Your task
Write out all of the lines below, exactly and completely.
* Begin Input for this task *
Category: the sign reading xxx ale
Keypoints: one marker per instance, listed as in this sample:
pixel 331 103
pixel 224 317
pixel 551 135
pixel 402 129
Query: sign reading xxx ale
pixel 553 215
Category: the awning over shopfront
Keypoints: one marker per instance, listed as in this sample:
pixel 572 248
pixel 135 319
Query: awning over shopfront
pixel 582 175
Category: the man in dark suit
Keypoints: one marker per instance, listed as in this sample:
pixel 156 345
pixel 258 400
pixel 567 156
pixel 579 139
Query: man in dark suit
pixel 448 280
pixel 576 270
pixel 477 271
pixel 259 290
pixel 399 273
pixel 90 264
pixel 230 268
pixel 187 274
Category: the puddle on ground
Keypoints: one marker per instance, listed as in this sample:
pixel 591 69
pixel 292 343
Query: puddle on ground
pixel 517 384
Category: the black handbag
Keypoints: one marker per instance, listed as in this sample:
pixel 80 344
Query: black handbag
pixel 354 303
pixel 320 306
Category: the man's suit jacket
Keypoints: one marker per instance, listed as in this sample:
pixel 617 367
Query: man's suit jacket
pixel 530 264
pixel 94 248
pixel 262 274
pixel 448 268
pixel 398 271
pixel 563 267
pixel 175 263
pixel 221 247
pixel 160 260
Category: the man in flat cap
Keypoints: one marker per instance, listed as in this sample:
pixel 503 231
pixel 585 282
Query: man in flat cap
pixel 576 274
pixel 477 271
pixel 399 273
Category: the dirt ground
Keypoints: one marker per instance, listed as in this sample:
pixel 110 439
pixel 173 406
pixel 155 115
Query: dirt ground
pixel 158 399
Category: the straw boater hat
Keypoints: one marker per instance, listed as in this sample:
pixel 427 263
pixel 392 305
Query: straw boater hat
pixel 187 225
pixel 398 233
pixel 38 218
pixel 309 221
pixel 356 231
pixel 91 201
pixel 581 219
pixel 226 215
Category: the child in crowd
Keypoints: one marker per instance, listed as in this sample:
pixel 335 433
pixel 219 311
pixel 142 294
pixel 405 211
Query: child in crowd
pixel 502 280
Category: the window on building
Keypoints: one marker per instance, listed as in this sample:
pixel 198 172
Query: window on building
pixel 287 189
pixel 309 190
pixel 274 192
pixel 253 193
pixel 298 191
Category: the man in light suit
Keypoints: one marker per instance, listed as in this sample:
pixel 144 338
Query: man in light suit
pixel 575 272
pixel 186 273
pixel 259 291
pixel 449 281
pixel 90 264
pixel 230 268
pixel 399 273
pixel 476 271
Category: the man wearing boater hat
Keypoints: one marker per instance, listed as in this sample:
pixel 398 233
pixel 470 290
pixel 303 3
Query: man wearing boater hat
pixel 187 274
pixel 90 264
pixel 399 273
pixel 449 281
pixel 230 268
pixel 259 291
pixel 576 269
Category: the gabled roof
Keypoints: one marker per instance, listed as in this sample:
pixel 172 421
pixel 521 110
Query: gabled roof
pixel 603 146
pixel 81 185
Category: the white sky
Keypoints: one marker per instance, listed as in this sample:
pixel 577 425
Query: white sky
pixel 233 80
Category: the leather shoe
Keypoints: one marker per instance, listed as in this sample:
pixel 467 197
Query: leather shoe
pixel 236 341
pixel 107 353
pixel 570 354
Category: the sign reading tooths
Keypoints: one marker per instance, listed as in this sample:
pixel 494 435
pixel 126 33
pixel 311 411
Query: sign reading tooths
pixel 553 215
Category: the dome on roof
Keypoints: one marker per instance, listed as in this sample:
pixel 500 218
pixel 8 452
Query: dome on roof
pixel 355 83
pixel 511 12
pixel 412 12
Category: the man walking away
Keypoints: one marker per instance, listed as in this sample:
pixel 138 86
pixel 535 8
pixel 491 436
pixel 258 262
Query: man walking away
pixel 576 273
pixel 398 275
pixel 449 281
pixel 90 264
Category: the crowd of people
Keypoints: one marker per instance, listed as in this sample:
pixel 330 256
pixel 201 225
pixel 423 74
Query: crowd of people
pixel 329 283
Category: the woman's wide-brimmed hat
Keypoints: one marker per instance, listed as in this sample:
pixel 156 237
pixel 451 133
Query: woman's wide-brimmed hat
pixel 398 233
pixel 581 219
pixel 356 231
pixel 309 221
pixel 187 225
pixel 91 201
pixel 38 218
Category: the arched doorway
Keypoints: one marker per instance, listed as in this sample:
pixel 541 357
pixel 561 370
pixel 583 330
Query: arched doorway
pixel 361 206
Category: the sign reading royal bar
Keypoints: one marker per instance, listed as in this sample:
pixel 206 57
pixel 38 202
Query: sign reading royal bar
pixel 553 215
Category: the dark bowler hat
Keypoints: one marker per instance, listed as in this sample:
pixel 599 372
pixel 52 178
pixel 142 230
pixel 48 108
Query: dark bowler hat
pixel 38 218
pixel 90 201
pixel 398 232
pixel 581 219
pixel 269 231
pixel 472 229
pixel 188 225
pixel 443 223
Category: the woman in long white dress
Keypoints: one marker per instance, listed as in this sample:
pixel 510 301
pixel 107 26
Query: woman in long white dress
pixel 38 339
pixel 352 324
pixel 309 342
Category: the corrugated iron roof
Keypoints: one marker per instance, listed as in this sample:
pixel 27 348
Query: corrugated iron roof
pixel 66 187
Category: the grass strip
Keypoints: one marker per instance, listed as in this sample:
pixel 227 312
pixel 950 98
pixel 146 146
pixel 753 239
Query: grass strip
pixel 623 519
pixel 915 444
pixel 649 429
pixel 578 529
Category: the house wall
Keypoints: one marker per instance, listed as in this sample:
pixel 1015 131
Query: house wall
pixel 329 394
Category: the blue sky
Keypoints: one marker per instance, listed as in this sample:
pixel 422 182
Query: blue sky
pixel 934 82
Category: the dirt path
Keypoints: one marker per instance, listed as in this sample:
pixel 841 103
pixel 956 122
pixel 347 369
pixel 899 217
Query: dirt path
* End Input for this task *
Solution below
Category: the sign reading xxx ale
Keypoints: one marker per instance, listed as in this sample:
pixel 331 103
pixel 224 317
pixel 551 135
pixel 402 129
Query: sign reading xxx ale
pixel 553 215
Category: the awning over shopfront
Keypoints: one marker per instance, listed as in this sample:
pixel 572 248
pixel 135 319
Query: awning over shopfront
pixel 582 175
Category: the man in dark suit
Keypoints: one marker per instance, listed as in this sample:
pixel 156 345
pixel 258 400
pixel 567 156
pixel 579 139
Query: man in dark suit
pixel 448 280
pixel 576 270
pixel 477 271
pixel 259 290
pixel 399 273
pixel 90 264
pixel 230 268
pixel 187 274
Category: the puddle on ground
Keypoints: one marker per instance, listed as in this sample:
pixel 591 69
pixel 292 343
Query: puddle on ground
pixel 517 384
Category: the black handbag
Keypoints: one marker per instance, listed as in this sample:
pixel 80 344
Query: black handbag
pixel 354 303
pixel 320 306
Category: the man's suit jacket
Keypoints: one marker per instance, listed as in this sample:
pixel 617 367
Query: man's suit jacket
pixel 530 264
pixel 94 248
pixel 262 274
pixel 448 268
pixel 398 271
pixel 563 267
pixel 175 263
pixel 221 247
pixel 160 260
Category: the man in flat cap
Keypoints: one marker per instance, listed as in this sample:
pixel 503 231
pixel 585 282
Query: man in flat cap
pixel 576 274
pixel 477 271
pixel 399 273
Category: the dirt ground
Keypoints: one marker per instance, listed as in this sample:
pixel 110 439
pixel 173 406
pixel 155 115
Query: dirt ground
pixel 158 399
Category: the straw boater hat
Keypoints: one marker per instance, listed as in this sample:
pixel 427 263
pixel 392 305
Query: straw boater hat
pixel 187 225
pixel 398 233
pixel 38 218
pixel 309 221
pixel 356 231
pixel 91 201
pixel 581 219
pixel 226 215
Category: the child in crowd
Keypoints: one marker per instance, listed as in this sample:
pixel 335 433
pixel 219 311
pixel 142 294
pixel 405 211
Query: child in crowd
pixel 502 280
Category: the window on building
Keypoints: one marker per instance, listed as in this sample:
pixel 198 172
Query: window on building
pixel 287 189
pixel 309 190
pixel 274 192
pixel 253 193
pixel 298 191
Category: the man in light suit
Keypoints: one marker per instance, listed as in this sample:
pixel 144 338
Query: man in light suit
pixel 575 272
pixel 186 273
pixel 259 291
pixel 449 281
pixel 90 264
pixel 230 268
pixel 399 273
pixel 476 271
Category: the man wearing boater hat
Keypoints: one marker per instance, listed as in this sample:
pixel 398 233
pixel 470 290
pixel 303 3
Query: man wearing boater hat
pixel 187 274
pixel 90 264
pixel 399 273
pixel 449 281
pixel 230 268
pixel 259 291
pixel 576 269
Category: the gabled roof
Keypoints: one marker per instance, listed as in this sample:
pixel 172 421
pixel 521 110
Query: gabled roof
pixel 603 146
pixel 81 185
Category: the white sky
Keypoints: one marker per instance, listed as in this sample:
pixel 577 425
Query: white sky
pixel 233 80
Category: the leather shoe
Keypoints: one marker per instance, listed as in this sample:
pixel 467 197
Query: leather shoe
pixel 236 341
pixel 107 353
pixel 570 354
Category: the sign reading tooths
Keypoints: one marker per instance, listed as in this sample:
pixel 494 435
pixel 126 33
pixel 311 411
Query: sign reading tooths
pixel 553 215
Category: the dome on roof
Keypoints: one marker per instance, listed as in this sample:
pixel 500 218
pixel 8 452
Query: dome on roof
pixel 355 83
pixel 511 12
pixel 412 12
Category: the man walking away
Keypoints: one marker per instance, listed as in this sample:
pixel 138 86
pixel 535 8
pixel 491 436
pixel 258 262
Query: man walking away
pixel 576 273
pixel 398 275
pixel 449 281
pixel 90 264
Category: the crowd of people
Keypoints: one marker per instance, listed as in this sample:
pixel 330 256
pixel 201 225
pixel 423 74
Query: crowd of people
pixel 329 283
Category: the woman's wide-brimmed hat
Keypoints: one marker per instance, listed as in this sample:
pixel 156 237
pixel 451 133
Query: woman's wide-brimmed hat
pixel 398 233
pixel 581 219
pixel 356 231
pixel 309 221
pixel 187 225
pixel 91 201
pixel 38 218
Category: the arched doorway
Keypoints: one marker per instance, listed as in this sample:
pixel 541 357
pixel 561 370
pixel 583 330
Query: arched doorway
pixel 361 206
Category: the sign reading royal bar
Keypoints: one marker per instance, listed as in this sample:
pixel 206 57
pixel 38 202
Query: sign reading royal bar
pixel 553 215
Category: the dark bowler hat
Keypoints: one marker per instance, listed as in this sample:
pixel 599 372
pixel 52 178
pixel 142 230
pixel 48 108
Query: dark bowler hat
pixel 38 218
pixel 90 201
pixel 398 232
pixel 581 219
pixel 269 231
pixel 472 229
pixel 188 225
pixel 443 223
Category: the woman in long white dress
Keypoints: one marker per instance, listed as in this sample:
pixel 510 301
pixel 107 26
Query: woman in long white dress
pixel 38 339
pixel 352 324
pixel 309 342
Category: the corrugated iron roof
Keypoints: one marker per instance, listed as in this sample:
pixel 27 348
Query: corrugated iron roof
pixel 66 187
Category: the grass strip
Keypoints: one marker per instance, listed as in this sample:
pixel 227 312
pixel 950 98
pixel 146 146
pixel 753 239
Query: grass strip
pixel 623 519
pixel 915 444
pixel 649 429
pixel 578 529
Category: the house wall
Keypoints: one marker per instance, listed as in this sample:
pixel 1015 131
Query: house wall
pixel 329 394
Category: the blue sky
Keypoints: one marker per instance, listed as in this sample:
pixel 422 182
Query: blue sky
pixel 934 82
Category: the dirt path
Keypoints: one marker per instance, listed as in this sample:
pixel 841 103
pixel 956 122
pixel 347 369
pixel 899 217
Query: dirt path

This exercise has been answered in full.